PASSAGE PROVIDED:

Referring now to FIGS. 1 and 3, hysteresis assembly 20 provides hysteresis forces, including frictional forces and return forces, to pedal assembly 10. Specifically, hysteresis assembly 20 provides a baseline force, herein referred to as an “initial displacement force” necessary to displace pedal arm 14 from its initial (i.e., idle) position. Hysteresis assembly 20 also provides frictional forces designed to give a user the impression of a mechanical pedal assembly 10, and a return force intended both to give the impression of a mechanical pedal and to bias pedal arm 14 towards its initial position. Thus, if the user releases treadle 22, pedal arm 14 will return to its initial, idle position, and will not stick in an open position.

FIG. 3 is an exploded view of the hysteresis assembly 20 illustrated in FIG. 1. Hysteresis assembly 20 generally includes an elastic member support 50, a first hysteresis block 52, a second hysteresis block 54, and an elastic member, for example springs 56, though other elastic members are regarded as within the scope of the invention. Springs 56 connect elastic member support 50 and first hysteresis block 52 via seats 58 thereon. An alignment pin 60, which, in certain embodiments of the present invention, is integrally formed with elastic member support 50, aligns elastic member support 50 and second hysteresis block 54. That is, alignment pin 60 maintains the relative orientation of elastic member support 50 and hysteresis blocks 52, 54, as well as springs 56, such as by slidably engaging a collar 62 on second hysteresis block 54. Hysteresis assembly 20 also includes a shaft 64 to connect hysteresis assembly 20 to mounting bracket 12, and a pin 66 to attach hysteresis assembly 20 to pedal arm 14, both shown in FIG. 1. In some embodiments in accordance with the invention, pin 66 includes ears 68. When hysteresis assembly 20 is installed in pedal assembly 10, ears 68 are positioned between mounting bracket 12 and pedal arm 14 to prevent lateral movement of pedal arm 14 within mounting bracket 12. Similarly, shaft 60 may include rings 70 to retain shaft 60 within mounting bracket 12 and to prevent sliding between shaft 60 and elastic member support 50, which has a corresponding ridge 72 thereon, as illustrated in FIG. 4, which illustrates the shaft 60 and elastic member support 50 illustrated in FIG. 3.

Returning to FIG. 1, shaft 64 pivotally attaches hysteresis assembly 20 to mounting bracket 12 at mounting holes 74, with outermost rings 70 abutting the interior face of mounting bracket 12. As one of skill in the art will appreciate from this disclosure, hysteresis assembly 20 is installed underneath pedal arm 14, between sidewalls 76 of mounting bracket 12, such that displacement of pedal arm 14 also causes displacement of hysteresis assembly 20, with hysteresis blocks 52, 54 disposed between sidewalls 76. However, while pedal arm 14 pivots about shaft 24, hysteresis assembly 20 pivots about shaft 64. Therefore, as pedal arm 14 pivots, the distance between pin 66 and shaft 24 changes, displacing springs 56.

Springs 56 are biased to return pedal arm 14 to its initial, idle position. As pedal arm 14 is displaced, via pressure applied to treadle 22, springs 56 are stretched from equilibrium, generating a return force Fr. The return force will tend to restore springs 56 to their original length, which, in turn, will tend to urge pedal arm 14 back to its initial, idle position. For linear springs 56, Fr is a function of the displacement from equilibrium (x) given by the equation Fr=kx, where k is the spring rate. It is thus possible to customize the return force profile of hysteresis assembly 20, given a particular geometry of pedal assembly 10, by selecting springs 56 to have a spring rate k corresponding to the desired return force profile.

INSTRUCTION 1: List the components that the pedal assembly text says hysteresis assembly 20 generally includes.
INSTRUCTION 2: According to the pedal assembly text, what prevents lateral movement of pedal arm 14 within mounting bracket 12?
INSTRUCTION 3: Echo the pedal assembly text word for word, everything from "Returning to FIG." down to "displacing springs 56.".

DATA BLOCK:
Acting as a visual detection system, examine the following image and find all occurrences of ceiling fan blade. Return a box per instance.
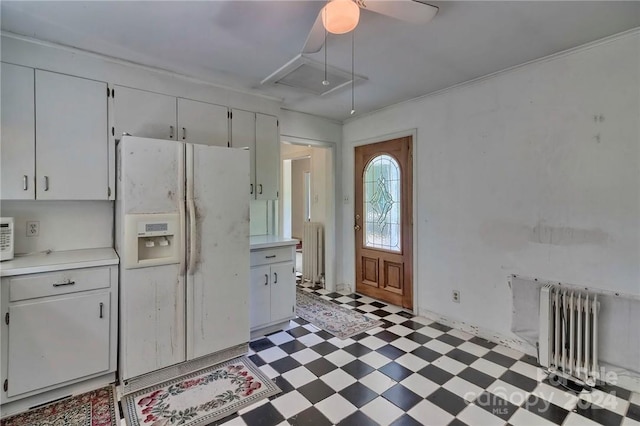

EXERCISE SOLUTION 1:
- Elastic member support 50
- First hysteresis block 52
- Second hysteresis block 54
- An elastic member, for example springs 56

EXERCISE SOLUTION 2: Ears 68 on pin 66, which sit between mounting bracket 12 and pedal arm 14.

EXERCISE SOLUTION 3:
Returning to FIG. 1, shaft 64 pivotally attaches hysteresis assembly 20 to mounting bracket 12 at mounting holes 74, with outermost rings 70 abutting the interior face of mounting bracket 12. As one of skill in the art will appreciate from this disclosure, hysteresis assembly 20 is installed underneath pedal arm 14, between sidewalls 76 of mounting bracket 12, such that displacement of pedal arm 14 also causes displacement of hysteresis assembly 20, with hysteresis blocks 52, 54 disposed between sidewalls 76. However, while pedal arm 14 pivots about shaft 24, hysteresis assembly 20 pivots about shaft 64. Therefore, as pedal arm 14 pivots, the distance between pin 66 and shaft 24 changes, displacing springs 56.